Copy, from the listing, every line in which the string "headband" is present.
**** Data section ****
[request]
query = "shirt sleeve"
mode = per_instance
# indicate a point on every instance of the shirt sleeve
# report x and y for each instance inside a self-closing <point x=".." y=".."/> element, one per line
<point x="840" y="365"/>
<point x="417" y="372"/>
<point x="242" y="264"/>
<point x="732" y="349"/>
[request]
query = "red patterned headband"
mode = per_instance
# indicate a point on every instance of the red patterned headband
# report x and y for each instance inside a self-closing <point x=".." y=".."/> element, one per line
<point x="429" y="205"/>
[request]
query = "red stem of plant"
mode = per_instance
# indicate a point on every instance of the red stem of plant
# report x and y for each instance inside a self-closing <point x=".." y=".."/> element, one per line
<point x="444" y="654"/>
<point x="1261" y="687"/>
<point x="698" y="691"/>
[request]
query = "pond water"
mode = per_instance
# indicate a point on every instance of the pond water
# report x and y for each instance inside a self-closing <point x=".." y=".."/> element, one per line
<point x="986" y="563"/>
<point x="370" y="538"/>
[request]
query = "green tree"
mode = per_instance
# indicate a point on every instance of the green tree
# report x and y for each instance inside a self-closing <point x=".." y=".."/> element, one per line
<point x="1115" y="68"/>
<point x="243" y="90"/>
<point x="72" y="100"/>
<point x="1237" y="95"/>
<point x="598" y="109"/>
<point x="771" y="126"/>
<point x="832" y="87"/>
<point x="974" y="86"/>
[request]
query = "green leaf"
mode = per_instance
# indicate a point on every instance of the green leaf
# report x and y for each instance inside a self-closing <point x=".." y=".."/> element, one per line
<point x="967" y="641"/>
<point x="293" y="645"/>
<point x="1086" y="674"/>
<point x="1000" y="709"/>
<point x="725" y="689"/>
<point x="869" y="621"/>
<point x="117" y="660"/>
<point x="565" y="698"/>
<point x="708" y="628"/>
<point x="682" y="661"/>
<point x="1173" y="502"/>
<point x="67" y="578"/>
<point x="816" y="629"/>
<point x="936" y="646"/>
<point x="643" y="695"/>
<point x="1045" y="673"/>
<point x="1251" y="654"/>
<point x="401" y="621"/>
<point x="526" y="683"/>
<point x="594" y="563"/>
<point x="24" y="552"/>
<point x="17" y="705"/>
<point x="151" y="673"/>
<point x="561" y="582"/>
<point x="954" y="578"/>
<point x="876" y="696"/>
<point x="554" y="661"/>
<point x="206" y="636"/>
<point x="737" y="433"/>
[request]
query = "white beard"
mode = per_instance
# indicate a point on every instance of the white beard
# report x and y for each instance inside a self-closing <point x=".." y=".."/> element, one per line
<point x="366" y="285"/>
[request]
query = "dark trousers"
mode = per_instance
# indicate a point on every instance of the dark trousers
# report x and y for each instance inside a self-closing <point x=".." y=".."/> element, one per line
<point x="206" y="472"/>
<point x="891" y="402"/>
****
Written answer ::
query = "red patterned headband"
# indicate a point on every instance of the red patterned headband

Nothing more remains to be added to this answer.